▶ **Exercise**: Starting at the line that contains "sand in the photo above.", quote each line exactly through the last line of the entries, both included.

+++ Given records +++

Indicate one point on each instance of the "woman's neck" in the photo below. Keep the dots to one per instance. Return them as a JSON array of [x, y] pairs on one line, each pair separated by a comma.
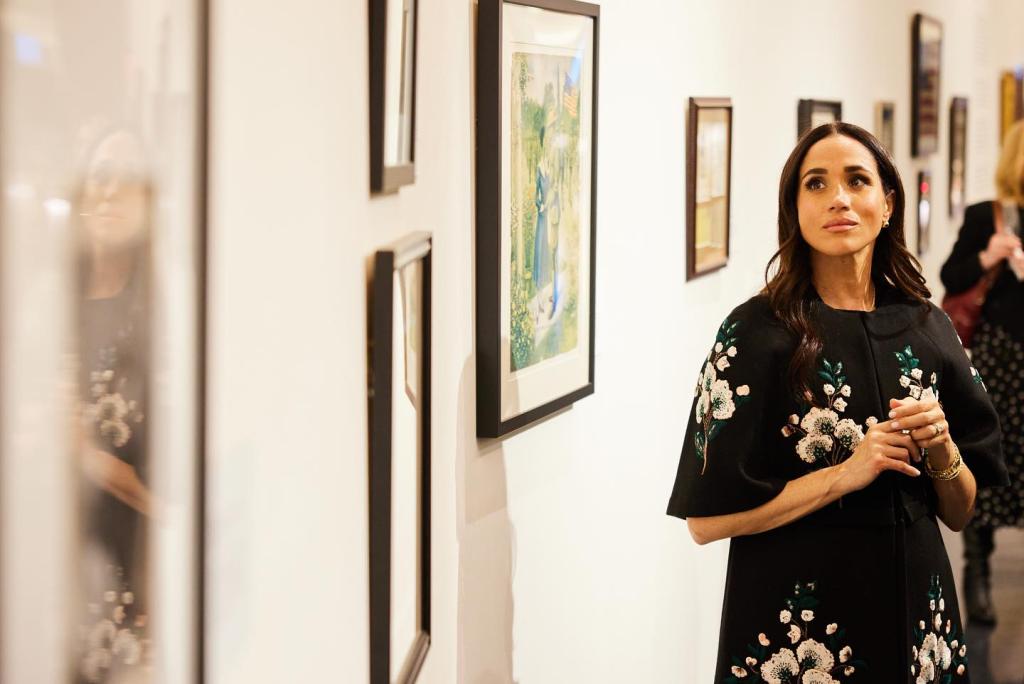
[[109, 273], [844, 283]]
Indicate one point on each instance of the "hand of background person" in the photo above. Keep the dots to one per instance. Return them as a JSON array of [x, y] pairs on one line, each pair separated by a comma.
[[884, 447], [1000, 246]]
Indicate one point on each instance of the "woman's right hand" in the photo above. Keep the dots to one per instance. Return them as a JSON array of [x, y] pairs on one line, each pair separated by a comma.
[[1000, 246], [882, 449]]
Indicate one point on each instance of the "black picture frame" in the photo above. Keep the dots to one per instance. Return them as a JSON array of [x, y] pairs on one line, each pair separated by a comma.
[[387, 177], [381, 400], [885, 125], [957, 156], [491, 269], [809, 110], [925, 211], [926, 82], [695, 265]]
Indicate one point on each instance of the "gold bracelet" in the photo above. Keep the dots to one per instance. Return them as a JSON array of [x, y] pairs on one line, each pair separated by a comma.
[[948, 473]]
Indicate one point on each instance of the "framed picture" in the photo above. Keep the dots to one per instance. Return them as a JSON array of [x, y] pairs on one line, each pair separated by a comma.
[[1011, 99], [957, 156], [399, 461], [924, 211], [103, 364], [392, 93], [813, 113], [536, 160], [925, 78], [885, 125], [709, 172]]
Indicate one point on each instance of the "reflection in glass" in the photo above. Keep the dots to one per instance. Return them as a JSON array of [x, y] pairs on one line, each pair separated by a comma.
[[399, 65], [113, 237], [406, 461]]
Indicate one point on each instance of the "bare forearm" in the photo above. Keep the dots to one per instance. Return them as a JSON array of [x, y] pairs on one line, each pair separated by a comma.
[[956, 496], [800, 498]]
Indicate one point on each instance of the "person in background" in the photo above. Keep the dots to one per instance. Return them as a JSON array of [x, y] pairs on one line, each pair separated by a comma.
[[997, 352]]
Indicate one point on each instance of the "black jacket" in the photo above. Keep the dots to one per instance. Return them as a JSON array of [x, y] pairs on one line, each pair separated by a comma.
[[1005, 304]]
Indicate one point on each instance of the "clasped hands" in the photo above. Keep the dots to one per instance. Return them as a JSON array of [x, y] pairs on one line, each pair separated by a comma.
[[924, 420]]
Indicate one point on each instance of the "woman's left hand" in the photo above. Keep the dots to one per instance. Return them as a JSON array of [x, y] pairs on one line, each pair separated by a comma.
[[924, 418]]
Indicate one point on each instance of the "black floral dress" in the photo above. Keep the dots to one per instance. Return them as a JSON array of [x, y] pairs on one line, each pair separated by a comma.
[[861, 590], [113, 641]]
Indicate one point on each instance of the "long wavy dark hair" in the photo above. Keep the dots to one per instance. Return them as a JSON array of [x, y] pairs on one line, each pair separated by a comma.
[[791, 289]]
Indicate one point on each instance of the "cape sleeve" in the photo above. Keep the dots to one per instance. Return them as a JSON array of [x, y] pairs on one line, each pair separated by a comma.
[[723, 465], [974, 424]]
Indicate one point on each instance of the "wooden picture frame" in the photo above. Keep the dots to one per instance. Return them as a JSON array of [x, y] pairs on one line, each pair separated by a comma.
[[926, 76], [709, 180], [957, 156], [885, 125], [925, 211], [813, 113], [537, 94], [392, 93], [399, 460]]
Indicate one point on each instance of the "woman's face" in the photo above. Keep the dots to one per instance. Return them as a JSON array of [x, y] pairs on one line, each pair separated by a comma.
[[115, 201], [841, 202]]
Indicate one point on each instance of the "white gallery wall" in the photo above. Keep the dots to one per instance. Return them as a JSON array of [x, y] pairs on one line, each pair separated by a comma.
[[553, 560]]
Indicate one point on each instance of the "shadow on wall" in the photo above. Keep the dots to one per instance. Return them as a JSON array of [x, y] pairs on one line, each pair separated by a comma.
[[486, 551]]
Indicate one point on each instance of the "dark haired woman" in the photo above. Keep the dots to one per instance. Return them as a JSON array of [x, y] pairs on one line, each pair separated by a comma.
[[816, 441]]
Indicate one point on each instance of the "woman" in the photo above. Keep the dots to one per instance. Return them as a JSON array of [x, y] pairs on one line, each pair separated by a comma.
[[997, 348], [113, 351], [817, 444]]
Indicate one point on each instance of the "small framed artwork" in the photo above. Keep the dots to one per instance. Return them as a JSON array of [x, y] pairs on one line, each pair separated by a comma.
[[709, 146], [926, 75], [957, 156], [536, 228], [392, 93], [399, 461], [813, 113], [924, 211], [1011, 100], [885, 125]]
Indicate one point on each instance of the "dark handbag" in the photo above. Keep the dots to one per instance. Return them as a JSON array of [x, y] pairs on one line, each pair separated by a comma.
[[965, 308]]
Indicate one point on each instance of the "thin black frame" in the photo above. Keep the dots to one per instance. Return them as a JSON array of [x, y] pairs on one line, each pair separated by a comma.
[[385, 178], [924, 230], [695, 104], [417, 246], [806, 109], [957, 152], [881, 109], [488, 220], [918, 148]]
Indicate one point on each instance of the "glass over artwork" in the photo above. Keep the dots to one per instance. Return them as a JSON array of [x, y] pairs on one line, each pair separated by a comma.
[[545, 184], [101, 130], [399, 66], [406, 461], [712, 206], [928, 60]]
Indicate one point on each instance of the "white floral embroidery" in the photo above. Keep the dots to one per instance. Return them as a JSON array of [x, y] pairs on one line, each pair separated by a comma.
[[935, 656], [815, 655], [825, 438], [716, 402], [805, 659], [782, 664]]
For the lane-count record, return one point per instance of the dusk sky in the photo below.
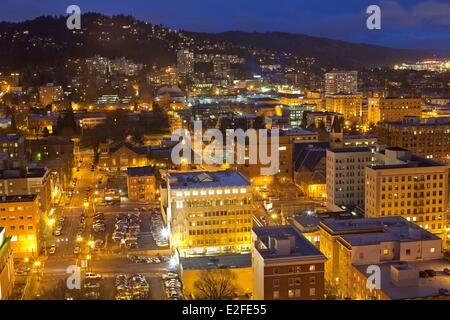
(405, 23)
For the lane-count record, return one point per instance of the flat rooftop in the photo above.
(426, 287)
(359, 232)
(350, 149)
(22, 198)
(206, 179)
(302, 247)
(140, 171)
(228, 261)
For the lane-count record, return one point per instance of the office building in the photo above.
(403, 184)
(286, 265)
(387, 109)
(185, 62)
(341, 82)
(6, 266)
(349, 105)
(13, 145)
(20, 216)
(345, 175)
(429, 138)
(141, 183)
(208, 212)
(354, 248)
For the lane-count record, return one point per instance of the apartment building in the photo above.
(410, 186)
(208, 212)
(6, 266)
(428, 137)
(13, 145)
(345, 175)
(349, 105)
(141, 183)
(286, 266)
(393, 246)
(386, 109)
(341, 82)
(20, 216)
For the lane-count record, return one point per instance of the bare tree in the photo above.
(216, 284)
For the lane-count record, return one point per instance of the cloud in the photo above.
(429, 13)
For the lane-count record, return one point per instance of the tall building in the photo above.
(6, 266)
(49, 94)
(13, 145)
(20, 216)
(286, 265)
(31, 181)
(406, 185)
(385, 109)
(208, 212)
(349, 105)
(345, 175)
(397, 248)
(429, 138)
(185, 62)
(341, 82)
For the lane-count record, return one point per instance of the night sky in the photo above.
(405, 23)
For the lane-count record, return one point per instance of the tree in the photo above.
(216, 284)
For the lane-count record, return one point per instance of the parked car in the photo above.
(52, 249)
(431, 272)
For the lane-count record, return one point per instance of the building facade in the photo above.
(6, 266)
(208, 212)
(337, 82)
(20, 216)
(345, 175)
(141, 183)
(406, 185)
(286, 266)
(429, 138)
(385, 109)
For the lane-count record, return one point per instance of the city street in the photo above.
(109, 260)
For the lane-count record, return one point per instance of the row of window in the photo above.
(198, 232)
(292, 293)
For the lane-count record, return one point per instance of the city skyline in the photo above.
(405, 24)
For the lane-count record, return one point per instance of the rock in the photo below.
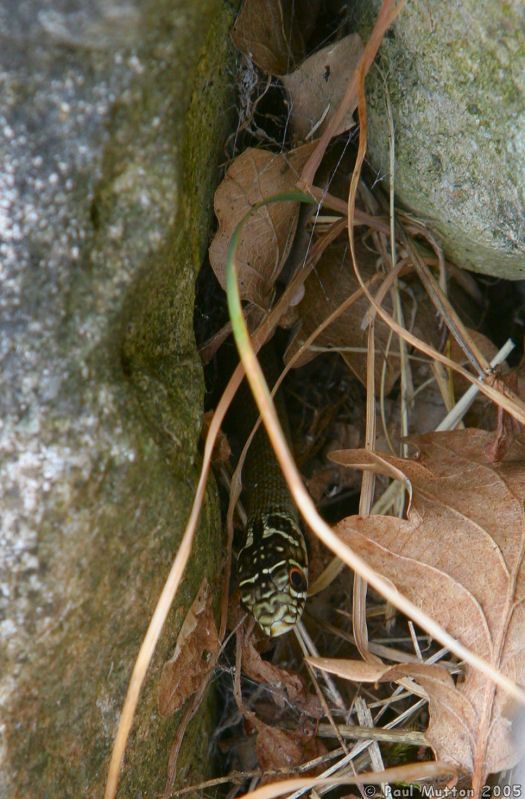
(112, 119)
(455, 73)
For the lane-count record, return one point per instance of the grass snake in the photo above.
(273, 562)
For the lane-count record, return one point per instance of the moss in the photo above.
(110, 544)
(454, 74)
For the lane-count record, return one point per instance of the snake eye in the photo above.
(297, 578)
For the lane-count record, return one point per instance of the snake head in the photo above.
(273, 572)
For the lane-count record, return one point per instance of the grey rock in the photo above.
(112, 115)
(455, 74)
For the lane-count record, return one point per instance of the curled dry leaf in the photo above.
(272, 32)
(197, 642)
(284, 749)
(459, 556)
(318, 86)
(267, 236)
(329, 284)
(281, 680)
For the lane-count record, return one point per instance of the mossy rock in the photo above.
(455, 76)
(114, 118)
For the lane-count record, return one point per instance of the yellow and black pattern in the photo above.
(273, 570)
(273, 563)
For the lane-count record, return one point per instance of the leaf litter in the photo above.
(455, 549)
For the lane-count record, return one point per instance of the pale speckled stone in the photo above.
(455, 73)
(111, 123)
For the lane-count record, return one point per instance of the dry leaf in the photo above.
(459, 556)
(197, 642)
(318, 86)
(267, 236)
(329, 284)
(284, 749)
(273, 32)
(281, 680)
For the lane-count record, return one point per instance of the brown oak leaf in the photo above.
(317, 87)
(268, 234)
(459, 557)
(273, 32)
(197, 642)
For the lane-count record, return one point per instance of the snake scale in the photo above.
(273, 562)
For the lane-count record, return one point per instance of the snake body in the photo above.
(273, 563)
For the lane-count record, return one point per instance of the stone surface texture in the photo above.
(112, 116)
(455, 74)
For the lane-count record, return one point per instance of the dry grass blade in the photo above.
(412, 773)
(306, 506)
(387, 14)
(459, 555)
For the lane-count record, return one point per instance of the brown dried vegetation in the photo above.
(453, 543)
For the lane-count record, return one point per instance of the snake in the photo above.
(273, 561)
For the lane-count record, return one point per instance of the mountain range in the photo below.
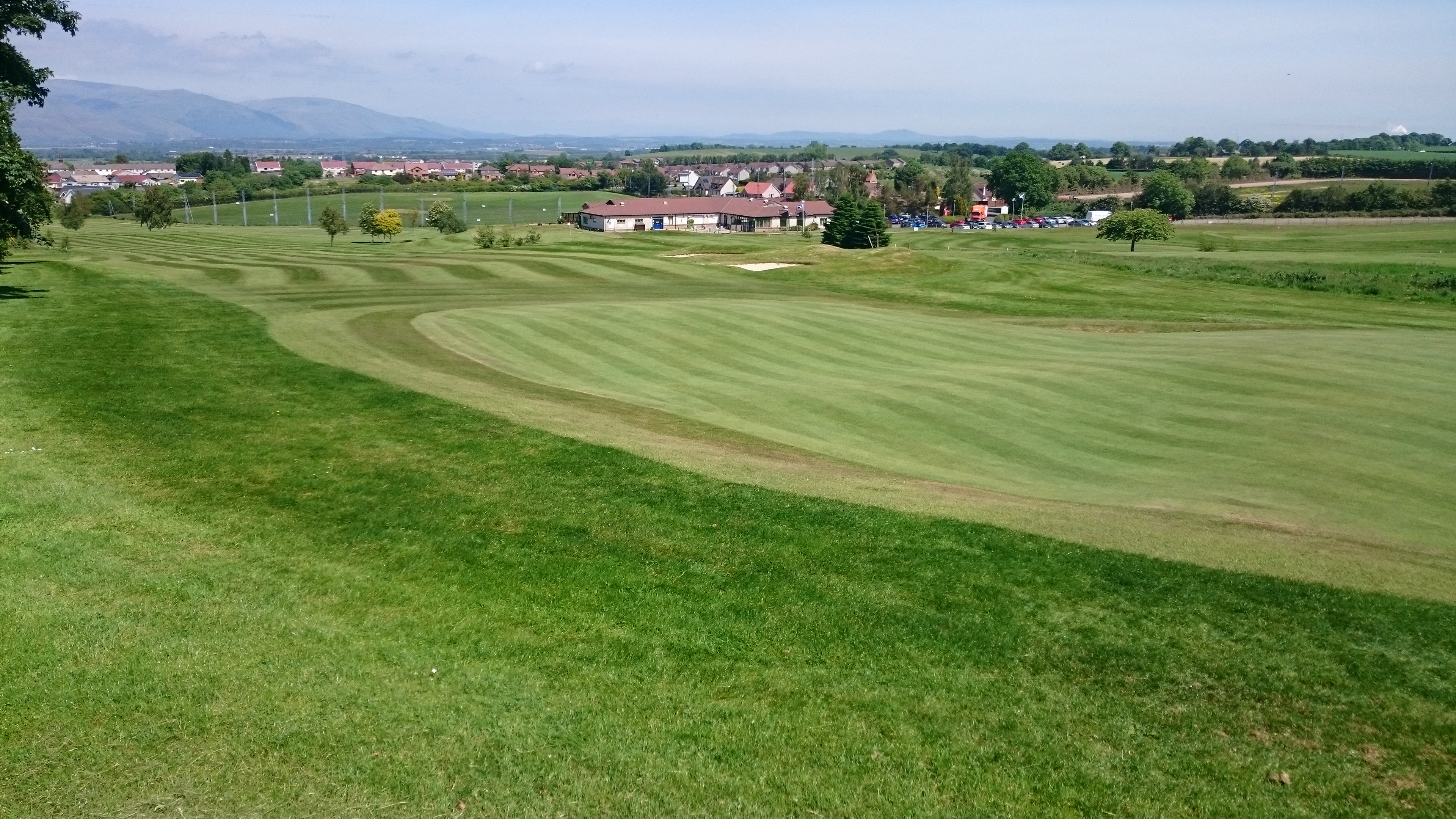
(78, 113)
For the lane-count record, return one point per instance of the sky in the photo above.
(1133, 71)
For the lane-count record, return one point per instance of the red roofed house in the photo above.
(533, 171)
(762, 190)
(702, 213)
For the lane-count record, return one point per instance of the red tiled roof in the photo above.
(685, 206)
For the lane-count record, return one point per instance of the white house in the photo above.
(702, 213)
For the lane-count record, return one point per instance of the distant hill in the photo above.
(78, 113)
(329, 119)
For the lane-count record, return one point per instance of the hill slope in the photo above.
(79, 113)
(321, 117)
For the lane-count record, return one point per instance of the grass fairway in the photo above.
(241, 582)
(1329, 429)
(484, 207)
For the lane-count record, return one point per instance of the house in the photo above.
(378, 168)
(715, 187)
(525, 171)
(702, 213)
(762, 190)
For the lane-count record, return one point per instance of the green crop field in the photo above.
(1432, 155)
(482, 207)
(835, 152)
(1004, 524)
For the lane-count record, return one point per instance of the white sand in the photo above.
(758, 267)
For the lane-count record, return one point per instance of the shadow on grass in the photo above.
(6, 293)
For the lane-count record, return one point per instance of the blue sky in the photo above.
(1046, 69)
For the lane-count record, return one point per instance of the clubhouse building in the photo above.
(704, 213)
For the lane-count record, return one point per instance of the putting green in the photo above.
(1338, 430)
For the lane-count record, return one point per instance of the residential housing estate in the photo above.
(702, 213)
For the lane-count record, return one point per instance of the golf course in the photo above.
(986, 524)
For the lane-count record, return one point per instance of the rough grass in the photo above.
(1333, 430)
(239, 584)
(355, 305)
(482, 207)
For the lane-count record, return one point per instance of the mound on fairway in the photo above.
(239, 584)
(1326, 429)
(1304, 441)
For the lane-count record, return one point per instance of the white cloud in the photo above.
(539, 67)
(1085, 76)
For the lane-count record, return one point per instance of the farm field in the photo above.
(1436, 154)
(842, 152)
(482, 207)
(1015, 524)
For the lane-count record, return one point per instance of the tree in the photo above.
(155, 209)
(1213, 199)
(1062, 151)
(803, 186)
(25, 202)
(388, 223)
(1024, 173)
(19, 81)
(1235, 168)
(333, 222)
(1135, 226)
(857, 225)
(75, 215)
(367, 215)
(443, 218)
(1285, 167)
(644, 181)
(1445, 195)
(1165, 193)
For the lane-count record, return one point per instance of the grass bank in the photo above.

+++

▶ **Reply**:
For the lane-count record, return one point per instance of the white sand in the photo above.
(758, 267)
For the lane-count record, return one point per instance of the shadow on grass in the photo above.
(6, 293)
For the lane-count record, return one point per instance of the blue sky in the photo above.
(1046, 69)
For the lane-count record, return one point per instance of the clubhouse building in the photo above.
(704, 213)
For the lane-count record, return one point per instance of the putting green in the photo above.
(1338, 430)
For the lane-count record, return one point per instance of the residential housing estate in the photo above.
(702, 213)
For the lane-count record, return one point per instance of the golf course in the photo above.
(986, 524)
For the lane-count record, return one point per instance of the rough grass in the photo above.
(1333, 430)
(239, 584)
(355, 305)
(482, 207)
For the lane-count record, return one point per instance of the mound on fairway in the photo above.
(239, 584)
(1326, 429)
(1304, 441)
For the lane-count record, return one point per instance of the white cloud in the photo above.
(539, 67)
(1085, 76)
For the lane-count record, return one point per instance of the farm field in the photo above.
(1436, 154)
(842, 152)
(482, 207)
(1015, 524)
For the lane-count record, return one point per instance of the tree in the photo above.
(155, 209)
(1213, 199)
(1062, 151)
(803, 186)
(25, 202)
(388, 223)
(1024, 173)
(19, 81)
(1235, 168)
(333, 222)
(1135, 226)
(857, 225)
(75, 215)
(367, 215)
(443, 218)
(1285, 167)
(644, 181)
(1445, 195)
(1165, 193)
For the lane-count record, return one point per instance of the grass bank in the photo above.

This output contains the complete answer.